> [Provided records]:
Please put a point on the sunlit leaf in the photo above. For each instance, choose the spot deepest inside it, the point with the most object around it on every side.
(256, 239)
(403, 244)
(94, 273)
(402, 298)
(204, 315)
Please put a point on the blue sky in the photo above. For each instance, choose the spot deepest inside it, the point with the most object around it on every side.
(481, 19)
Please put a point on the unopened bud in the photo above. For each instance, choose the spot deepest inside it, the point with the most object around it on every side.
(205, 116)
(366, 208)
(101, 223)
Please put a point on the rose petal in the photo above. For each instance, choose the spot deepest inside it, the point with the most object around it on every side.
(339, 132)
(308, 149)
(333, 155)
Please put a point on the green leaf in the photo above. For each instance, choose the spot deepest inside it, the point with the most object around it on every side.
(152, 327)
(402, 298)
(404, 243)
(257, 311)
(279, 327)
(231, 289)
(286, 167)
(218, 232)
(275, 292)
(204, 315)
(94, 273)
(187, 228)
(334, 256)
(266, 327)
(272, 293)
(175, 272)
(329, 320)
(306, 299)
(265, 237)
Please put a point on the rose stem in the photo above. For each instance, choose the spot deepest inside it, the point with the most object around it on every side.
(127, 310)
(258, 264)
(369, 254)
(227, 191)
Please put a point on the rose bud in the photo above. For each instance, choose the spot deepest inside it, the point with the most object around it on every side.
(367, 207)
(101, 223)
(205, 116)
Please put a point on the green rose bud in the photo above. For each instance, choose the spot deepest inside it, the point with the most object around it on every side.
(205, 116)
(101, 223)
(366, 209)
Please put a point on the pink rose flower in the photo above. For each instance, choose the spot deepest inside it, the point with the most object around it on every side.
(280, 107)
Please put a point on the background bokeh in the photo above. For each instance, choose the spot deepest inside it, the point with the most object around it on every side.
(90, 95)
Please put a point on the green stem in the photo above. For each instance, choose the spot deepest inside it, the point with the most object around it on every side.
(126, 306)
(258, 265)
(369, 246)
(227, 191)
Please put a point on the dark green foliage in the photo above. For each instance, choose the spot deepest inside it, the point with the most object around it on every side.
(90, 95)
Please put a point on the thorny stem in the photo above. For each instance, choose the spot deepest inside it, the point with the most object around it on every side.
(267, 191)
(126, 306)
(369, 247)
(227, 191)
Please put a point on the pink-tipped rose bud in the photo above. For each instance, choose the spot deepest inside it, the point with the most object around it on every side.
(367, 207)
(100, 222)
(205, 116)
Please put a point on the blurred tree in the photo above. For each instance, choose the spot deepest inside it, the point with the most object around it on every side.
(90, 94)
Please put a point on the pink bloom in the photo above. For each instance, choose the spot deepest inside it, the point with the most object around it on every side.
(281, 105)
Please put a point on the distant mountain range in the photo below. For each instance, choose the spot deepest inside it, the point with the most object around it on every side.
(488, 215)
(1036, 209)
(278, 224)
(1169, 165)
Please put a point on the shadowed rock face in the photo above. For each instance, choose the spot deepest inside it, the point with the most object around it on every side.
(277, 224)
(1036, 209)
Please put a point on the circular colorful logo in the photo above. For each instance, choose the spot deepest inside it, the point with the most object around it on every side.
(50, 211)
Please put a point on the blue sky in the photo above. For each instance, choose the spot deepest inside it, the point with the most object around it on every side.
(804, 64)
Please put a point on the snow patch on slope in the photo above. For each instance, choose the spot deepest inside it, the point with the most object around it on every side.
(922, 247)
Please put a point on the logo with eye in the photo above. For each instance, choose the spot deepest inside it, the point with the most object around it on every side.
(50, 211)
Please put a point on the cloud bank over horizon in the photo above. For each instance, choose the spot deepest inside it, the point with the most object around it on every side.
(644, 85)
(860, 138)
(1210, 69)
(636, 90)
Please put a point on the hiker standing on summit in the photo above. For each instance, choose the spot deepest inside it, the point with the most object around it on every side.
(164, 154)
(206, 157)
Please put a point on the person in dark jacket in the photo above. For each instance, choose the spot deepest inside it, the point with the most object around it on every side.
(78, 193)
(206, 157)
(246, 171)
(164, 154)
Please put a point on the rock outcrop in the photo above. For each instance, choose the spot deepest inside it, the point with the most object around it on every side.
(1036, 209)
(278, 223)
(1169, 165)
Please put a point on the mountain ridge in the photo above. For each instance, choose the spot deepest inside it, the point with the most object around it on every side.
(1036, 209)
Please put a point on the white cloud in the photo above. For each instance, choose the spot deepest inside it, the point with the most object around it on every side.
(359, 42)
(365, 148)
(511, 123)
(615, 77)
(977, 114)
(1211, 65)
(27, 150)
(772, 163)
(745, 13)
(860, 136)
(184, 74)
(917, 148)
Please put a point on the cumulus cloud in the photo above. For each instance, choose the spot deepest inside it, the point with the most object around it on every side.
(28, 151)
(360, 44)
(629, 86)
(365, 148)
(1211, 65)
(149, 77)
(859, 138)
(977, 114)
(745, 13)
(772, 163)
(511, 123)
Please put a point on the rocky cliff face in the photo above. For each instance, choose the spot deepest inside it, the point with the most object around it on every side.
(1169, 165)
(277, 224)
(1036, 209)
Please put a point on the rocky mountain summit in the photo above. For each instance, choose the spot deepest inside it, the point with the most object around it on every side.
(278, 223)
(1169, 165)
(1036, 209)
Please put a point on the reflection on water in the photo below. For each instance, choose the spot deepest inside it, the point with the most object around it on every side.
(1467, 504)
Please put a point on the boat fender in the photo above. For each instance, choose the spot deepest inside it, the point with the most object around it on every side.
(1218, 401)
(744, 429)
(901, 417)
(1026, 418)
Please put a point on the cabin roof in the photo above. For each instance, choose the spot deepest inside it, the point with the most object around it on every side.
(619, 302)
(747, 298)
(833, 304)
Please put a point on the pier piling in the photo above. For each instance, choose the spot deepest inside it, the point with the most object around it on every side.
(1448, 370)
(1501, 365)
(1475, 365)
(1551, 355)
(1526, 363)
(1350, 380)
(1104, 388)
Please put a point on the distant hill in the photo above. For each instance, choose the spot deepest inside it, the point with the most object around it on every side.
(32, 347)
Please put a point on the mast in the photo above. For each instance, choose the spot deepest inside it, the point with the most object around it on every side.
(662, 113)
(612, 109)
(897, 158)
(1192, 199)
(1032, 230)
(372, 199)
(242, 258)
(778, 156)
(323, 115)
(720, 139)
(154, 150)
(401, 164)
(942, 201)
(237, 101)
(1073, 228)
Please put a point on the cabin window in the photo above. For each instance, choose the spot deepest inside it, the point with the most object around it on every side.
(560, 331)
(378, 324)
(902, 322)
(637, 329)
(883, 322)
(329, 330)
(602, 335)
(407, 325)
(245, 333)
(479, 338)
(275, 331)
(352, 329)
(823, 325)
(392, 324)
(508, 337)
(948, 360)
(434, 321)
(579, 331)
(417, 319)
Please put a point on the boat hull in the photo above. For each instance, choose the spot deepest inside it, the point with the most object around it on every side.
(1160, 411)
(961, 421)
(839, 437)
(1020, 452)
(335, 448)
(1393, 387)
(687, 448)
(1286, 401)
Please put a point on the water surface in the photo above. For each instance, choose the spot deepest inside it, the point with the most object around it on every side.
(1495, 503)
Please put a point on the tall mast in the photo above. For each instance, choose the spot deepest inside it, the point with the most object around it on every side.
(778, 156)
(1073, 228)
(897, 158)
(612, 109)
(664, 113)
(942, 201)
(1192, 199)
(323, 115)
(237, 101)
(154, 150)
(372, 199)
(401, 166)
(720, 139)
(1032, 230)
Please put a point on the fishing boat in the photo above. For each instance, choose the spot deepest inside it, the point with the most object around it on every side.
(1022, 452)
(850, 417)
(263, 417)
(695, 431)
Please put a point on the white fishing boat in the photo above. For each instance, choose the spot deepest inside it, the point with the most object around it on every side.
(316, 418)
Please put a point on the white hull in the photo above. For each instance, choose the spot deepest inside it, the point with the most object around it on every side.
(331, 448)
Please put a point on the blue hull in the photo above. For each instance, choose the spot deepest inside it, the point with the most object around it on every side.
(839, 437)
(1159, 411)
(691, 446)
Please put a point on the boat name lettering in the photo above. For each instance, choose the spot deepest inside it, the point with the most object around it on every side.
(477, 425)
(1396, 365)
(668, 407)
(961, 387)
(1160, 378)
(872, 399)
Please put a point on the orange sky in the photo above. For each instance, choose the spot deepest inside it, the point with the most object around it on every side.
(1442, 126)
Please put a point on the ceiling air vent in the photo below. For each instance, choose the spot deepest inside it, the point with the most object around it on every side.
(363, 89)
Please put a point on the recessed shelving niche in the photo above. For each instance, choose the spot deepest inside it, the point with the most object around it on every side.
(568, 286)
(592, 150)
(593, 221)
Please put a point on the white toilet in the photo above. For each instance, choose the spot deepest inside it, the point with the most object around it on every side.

> [Task details]:
Arrange the items from the line containing "Please put a point on the boat name" through the line containing "(1442, 126)" as a two-column CSV with the headers instruction and points, giving one row per item. Put each field in quotation marks and replace its line breaks with spaces.

> [The output]:
instruction,points
"Please put a point on the boat name lettering in the photo above. For each instance, choose the spot deepest inside it, the point with the most object around it on every side.","(477, 425) (1396, 365) (668, 407) (961, 387) (1160, 378) (872, 399)"
"Please put a point on the orange sky in the photo above. For each instance, choose the spot deepest inside it, the point with the most object around it on every side.","(1442, 126)"